__Data lines__.
** START **
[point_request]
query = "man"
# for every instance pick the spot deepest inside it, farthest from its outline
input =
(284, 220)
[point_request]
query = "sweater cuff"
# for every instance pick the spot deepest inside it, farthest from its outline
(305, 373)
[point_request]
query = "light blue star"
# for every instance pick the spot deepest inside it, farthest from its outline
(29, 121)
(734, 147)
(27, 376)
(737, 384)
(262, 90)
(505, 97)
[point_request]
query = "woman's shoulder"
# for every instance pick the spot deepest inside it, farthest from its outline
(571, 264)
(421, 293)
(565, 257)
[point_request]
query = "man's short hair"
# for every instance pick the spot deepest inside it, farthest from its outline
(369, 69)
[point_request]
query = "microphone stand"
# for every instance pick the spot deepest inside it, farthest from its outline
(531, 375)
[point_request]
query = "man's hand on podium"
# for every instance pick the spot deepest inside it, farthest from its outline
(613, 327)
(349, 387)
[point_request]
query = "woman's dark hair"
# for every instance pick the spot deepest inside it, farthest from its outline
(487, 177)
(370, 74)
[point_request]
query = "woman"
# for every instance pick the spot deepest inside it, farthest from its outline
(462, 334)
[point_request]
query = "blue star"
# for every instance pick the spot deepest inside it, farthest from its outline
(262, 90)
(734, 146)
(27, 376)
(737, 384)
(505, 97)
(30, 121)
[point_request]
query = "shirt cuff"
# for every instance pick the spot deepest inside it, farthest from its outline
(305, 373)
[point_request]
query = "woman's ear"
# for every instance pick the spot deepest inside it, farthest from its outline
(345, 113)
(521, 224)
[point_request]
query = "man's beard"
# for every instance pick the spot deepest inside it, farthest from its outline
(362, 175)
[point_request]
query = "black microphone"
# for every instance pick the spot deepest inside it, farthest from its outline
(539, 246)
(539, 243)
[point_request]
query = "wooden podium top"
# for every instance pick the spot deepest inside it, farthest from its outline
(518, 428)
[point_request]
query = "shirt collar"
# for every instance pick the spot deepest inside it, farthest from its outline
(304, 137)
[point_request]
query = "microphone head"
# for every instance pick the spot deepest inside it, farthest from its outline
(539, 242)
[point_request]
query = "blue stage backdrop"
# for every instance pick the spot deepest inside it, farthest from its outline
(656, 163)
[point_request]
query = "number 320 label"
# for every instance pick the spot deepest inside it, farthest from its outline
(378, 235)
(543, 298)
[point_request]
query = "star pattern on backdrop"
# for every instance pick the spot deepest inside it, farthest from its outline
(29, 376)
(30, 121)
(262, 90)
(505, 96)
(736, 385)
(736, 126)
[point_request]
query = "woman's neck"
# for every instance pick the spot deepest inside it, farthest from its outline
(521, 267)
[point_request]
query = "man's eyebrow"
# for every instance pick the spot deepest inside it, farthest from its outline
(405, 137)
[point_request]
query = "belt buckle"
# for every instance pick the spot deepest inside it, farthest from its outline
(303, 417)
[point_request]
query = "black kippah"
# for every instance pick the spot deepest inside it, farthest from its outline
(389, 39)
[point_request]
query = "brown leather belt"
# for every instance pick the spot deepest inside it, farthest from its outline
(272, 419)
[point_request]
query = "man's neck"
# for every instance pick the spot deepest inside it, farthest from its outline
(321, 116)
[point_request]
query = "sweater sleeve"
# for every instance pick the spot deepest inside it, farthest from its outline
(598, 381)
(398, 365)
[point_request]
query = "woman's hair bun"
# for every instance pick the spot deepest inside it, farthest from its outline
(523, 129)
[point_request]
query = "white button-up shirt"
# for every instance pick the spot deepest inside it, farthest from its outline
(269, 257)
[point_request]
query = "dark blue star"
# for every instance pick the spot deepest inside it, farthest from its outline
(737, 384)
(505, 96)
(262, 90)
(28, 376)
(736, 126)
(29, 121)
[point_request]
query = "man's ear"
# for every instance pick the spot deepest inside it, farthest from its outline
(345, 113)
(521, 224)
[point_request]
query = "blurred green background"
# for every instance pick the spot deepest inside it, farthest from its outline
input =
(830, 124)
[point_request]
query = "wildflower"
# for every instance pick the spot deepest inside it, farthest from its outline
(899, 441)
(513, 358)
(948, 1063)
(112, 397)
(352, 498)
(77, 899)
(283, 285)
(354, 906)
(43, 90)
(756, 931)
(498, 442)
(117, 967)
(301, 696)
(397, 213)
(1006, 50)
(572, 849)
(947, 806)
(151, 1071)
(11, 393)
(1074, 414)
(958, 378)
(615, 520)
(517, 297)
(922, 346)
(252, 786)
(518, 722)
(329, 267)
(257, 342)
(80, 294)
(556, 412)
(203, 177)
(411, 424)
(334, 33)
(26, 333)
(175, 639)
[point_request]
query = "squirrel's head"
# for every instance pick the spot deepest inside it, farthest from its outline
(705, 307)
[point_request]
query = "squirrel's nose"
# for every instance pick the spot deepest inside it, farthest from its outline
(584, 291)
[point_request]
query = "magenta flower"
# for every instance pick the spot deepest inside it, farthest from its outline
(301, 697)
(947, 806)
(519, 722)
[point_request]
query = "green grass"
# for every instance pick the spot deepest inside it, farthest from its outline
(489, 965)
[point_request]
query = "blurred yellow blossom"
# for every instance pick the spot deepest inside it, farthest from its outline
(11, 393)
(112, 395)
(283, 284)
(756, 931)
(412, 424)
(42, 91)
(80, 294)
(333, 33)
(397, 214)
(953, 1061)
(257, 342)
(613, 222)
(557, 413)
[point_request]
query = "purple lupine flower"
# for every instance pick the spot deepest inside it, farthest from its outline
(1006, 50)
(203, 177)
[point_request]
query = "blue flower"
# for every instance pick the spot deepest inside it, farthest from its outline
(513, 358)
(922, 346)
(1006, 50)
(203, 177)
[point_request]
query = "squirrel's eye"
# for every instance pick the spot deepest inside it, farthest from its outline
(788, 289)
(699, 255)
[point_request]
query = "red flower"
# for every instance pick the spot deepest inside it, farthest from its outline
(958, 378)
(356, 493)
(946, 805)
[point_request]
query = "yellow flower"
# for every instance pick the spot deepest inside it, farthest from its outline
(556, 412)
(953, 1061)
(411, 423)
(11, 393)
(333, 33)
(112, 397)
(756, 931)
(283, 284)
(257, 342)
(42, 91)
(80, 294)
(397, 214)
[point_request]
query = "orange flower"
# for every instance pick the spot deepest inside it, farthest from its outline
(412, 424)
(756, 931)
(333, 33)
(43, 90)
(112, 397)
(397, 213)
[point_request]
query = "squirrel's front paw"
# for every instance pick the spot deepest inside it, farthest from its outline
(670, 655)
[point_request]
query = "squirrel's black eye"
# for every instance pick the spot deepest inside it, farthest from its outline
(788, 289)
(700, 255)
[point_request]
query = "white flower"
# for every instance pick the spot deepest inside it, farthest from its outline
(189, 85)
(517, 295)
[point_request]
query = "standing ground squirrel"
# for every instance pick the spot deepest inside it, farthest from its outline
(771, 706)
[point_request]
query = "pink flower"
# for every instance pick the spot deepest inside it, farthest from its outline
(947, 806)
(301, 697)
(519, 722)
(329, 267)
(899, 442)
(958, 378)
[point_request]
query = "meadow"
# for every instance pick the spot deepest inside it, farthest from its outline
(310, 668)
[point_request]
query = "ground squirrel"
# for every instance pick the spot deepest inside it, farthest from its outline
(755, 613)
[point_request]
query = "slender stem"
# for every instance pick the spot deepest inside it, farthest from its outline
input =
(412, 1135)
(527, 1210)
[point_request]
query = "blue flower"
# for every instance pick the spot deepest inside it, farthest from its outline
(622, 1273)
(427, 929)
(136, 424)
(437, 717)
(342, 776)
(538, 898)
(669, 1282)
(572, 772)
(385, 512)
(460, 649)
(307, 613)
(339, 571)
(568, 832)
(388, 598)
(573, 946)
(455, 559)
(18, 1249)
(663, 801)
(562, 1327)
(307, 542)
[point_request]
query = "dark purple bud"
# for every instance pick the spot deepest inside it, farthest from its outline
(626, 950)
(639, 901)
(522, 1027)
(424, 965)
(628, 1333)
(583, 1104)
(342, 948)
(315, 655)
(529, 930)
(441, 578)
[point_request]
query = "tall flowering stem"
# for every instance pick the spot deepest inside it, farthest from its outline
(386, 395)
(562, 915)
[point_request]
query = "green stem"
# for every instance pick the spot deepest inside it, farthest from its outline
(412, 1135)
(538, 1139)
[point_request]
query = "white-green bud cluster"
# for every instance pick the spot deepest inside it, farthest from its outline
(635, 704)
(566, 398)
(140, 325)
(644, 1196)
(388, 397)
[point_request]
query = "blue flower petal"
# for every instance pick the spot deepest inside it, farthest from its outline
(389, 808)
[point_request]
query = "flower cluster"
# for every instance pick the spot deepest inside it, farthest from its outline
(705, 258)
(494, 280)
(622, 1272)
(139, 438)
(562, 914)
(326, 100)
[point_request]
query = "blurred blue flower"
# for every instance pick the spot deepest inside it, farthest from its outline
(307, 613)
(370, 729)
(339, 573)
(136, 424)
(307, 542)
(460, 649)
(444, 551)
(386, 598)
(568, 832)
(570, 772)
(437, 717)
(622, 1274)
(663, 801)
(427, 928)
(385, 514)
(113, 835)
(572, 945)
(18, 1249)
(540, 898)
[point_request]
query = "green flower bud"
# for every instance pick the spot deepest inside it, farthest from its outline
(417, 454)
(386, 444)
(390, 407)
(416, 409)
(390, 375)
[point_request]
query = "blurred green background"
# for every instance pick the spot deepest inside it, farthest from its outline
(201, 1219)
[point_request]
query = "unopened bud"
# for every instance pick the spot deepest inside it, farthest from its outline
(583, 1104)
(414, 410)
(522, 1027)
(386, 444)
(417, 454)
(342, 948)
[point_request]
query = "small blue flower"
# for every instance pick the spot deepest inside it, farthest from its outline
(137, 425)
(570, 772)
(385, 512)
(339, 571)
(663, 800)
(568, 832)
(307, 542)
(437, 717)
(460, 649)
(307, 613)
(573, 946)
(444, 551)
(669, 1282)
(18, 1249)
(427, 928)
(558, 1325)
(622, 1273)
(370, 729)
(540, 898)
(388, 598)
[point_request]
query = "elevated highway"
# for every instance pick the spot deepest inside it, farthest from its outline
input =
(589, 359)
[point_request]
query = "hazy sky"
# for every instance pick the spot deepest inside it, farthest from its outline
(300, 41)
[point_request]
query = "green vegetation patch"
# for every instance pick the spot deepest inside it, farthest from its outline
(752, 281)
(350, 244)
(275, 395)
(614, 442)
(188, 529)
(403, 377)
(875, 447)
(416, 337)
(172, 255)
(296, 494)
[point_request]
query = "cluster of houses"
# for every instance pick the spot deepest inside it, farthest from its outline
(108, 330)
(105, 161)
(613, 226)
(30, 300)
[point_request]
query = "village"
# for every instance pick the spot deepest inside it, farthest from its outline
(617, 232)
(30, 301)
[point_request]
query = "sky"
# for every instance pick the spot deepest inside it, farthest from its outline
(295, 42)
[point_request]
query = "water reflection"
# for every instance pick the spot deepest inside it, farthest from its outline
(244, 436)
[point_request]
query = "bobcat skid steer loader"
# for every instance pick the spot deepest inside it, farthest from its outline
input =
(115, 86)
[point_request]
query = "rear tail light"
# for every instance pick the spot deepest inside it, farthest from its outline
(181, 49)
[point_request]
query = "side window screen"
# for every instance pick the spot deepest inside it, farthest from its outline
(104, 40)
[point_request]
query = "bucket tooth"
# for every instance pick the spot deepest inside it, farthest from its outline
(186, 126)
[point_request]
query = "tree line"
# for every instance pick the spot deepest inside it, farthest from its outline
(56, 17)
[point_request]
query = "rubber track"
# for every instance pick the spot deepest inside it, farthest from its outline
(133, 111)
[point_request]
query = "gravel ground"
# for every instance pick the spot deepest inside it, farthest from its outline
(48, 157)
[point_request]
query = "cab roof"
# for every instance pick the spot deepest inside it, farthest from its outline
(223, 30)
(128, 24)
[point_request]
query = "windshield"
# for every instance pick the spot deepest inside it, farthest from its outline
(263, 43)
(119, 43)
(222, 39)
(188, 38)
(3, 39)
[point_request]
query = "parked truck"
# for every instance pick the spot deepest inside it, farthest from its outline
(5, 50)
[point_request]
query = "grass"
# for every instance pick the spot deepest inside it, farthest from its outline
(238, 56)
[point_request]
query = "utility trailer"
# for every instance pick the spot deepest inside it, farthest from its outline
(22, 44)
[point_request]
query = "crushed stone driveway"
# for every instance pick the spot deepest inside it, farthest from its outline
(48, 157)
** END **
List each line of the records that contains the word "microphone", copying every such line in full.

__Solution to this exercise__.
query = "microphone stand"
query = "black microphone"
query = "microphone head"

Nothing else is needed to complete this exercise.